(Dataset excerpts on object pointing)
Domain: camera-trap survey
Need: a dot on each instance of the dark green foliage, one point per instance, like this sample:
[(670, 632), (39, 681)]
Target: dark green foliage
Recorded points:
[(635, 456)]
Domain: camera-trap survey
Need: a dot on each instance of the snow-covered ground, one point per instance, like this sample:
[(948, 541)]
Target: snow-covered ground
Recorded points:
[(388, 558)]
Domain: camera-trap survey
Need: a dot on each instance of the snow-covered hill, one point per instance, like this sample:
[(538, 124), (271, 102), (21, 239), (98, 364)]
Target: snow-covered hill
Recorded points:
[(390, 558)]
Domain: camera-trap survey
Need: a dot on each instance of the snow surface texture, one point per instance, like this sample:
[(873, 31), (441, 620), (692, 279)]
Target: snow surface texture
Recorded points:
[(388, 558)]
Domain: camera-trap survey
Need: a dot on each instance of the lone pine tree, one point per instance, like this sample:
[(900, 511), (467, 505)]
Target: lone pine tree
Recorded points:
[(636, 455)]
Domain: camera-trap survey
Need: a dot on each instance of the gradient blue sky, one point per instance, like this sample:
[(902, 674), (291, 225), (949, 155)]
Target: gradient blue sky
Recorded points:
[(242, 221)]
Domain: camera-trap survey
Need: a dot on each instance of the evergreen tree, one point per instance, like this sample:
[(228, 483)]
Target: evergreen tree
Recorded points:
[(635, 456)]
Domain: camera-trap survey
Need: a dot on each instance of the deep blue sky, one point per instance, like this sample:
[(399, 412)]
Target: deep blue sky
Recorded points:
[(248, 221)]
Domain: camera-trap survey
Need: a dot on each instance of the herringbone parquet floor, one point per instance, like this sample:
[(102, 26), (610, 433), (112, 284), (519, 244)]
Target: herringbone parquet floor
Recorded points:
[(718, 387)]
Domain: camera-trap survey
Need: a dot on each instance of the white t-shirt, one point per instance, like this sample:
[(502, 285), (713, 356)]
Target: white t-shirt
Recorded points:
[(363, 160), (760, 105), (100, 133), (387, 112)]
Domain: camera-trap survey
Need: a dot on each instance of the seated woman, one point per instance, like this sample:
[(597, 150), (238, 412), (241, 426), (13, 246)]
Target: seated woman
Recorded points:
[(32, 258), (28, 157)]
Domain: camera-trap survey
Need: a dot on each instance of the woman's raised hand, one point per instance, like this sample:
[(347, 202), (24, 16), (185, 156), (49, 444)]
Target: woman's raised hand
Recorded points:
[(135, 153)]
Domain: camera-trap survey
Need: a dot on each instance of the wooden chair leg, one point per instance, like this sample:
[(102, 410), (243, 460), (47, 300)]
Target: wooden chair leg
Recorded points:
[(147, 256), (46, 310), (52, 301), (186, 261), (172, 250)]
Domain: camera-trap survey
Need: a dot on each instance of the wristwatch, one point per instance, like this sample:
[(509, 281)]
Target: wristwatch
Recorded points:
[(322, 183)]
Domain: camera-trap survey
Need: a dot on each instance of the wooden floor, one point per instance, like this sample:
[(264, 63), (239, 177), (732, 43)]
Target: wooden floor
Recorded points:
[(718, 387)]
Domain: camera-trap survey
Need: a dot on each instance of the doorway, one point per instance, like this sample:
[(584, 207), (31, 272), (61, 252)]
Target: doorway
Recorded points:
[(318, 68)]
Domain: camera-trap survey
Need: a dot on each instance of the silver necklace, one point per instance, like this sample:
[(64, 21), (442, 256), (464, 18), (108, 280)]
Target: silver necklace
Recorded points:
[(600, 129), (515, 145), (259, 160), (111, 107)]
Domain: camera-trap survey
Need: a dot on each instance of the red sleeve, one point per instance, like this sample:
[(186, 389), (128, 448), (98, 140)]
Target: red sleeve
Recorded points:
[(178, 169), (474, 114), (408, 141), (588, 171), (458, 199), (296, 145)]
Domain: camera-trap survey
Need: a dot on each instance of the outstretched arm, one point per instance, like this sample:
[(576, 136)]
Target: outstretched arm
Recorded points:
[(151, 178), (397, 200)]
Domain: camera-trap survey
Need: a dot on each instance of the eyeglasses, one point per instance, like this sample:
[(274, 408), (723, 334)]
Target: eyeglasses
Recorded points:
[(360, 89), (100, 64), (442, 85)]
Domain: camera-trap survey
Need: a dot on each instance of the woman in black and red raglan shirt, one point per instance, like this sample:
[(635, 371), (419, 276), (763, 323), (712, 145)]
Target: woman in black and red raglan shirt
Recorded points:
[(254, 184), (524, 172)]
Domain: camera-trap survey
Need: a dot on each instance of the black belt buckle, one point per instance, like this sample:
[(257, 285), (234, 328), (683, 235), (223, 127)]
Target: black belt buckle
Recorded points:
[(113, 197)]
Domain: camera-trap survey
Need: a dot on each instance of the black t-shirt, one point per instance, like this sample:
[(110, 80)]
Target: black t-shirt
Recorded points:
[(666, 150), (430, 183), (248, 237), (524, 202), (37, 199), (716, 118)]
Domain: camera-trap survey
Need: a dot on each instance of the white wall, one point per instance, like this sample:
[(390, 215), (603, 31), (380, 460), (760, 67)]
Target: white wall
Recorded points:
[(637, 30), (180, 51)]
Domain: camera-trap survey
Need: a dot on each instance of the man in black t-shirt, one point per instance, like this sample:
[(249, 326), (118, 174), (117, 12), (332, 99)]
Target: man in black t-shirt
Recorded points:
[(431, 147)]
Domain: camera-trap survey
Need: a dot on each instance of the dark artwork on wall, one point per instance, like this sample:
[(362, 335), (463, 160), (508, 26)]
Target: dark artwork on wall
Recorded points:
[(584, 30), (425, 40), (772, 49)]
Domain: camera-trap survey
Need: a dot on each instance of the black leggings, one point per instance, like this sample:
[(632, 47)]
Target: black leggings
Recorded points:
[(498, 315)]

Task goal: Rewrite the records from their first line through the line containing "[(636, 455)]", swapping every "Recorded points" for "Logged points" and leaving everything else unchanged.

Task result:
Domain: camera-trap survey
Need: a dot on each instance of the dark green foliage, one point per instance, like this sample:
[(670, 632), (39, 681)]
Target: dark green foliage
Logged points:
[(635, 456)]
Domain: camera-trap survey
Need: a dot on each instance of the snow-covered ground, one point per instance, like this sample:
[(948, 541)]
Target: snow-covered ground
Logged points:
[(388, 558)]
Domain: camera-trap survey
Need: a dot on each instance of the snow-covered hill, one point per instance, like this sample:
[(538, 124), (271, 102), (21, 239), (98, 364)]
Target: snow-covered hill
Logged points:
[(390, 558)]
Domain: camera-trap survey
Need: a dot on each instance of the snow surface texture, one point per instance, like this sample:
[(873, 31), (441, 620), (692, 279)]
Target: snow surface texture
Logged points:
[(388, 558)]
Domain: camera-trap survey
Need: a dot on each instance of the lone pine tree, one point per instance, like this sample:
[(900, 511), (467, 505)]
Target: lone pine tree
Logged points:
[(636, 455)]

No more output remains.